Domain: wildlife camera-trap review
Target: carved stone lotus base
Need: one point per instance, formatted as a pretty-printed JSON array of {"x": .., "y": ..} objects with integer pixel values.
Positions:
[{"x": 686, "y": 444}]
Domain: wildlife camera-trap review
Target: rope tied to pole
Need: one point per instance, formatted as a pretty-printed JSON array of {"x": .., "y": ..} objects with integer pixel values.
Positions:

══════════

AIM OF THE TASK: Extract all the material, leaving every line as it is.

COMPLETED TASK:
Domain: wildlife camera-trap review
Target: carved stone lotus base
Need: one point per instance, formatted as a pretty-printed JSON array of {"x": .., "y": ..} objects with integer pixel values.
Positions:
[{"x": 686, "y": 444}]
Domain: wildlife camera-trap review
Target: rope tied to pole
Need: one point per instance, formatted as a pretty-printed JSON array of {"x": .., "y": ..} objects with integer pixel values.
Positions:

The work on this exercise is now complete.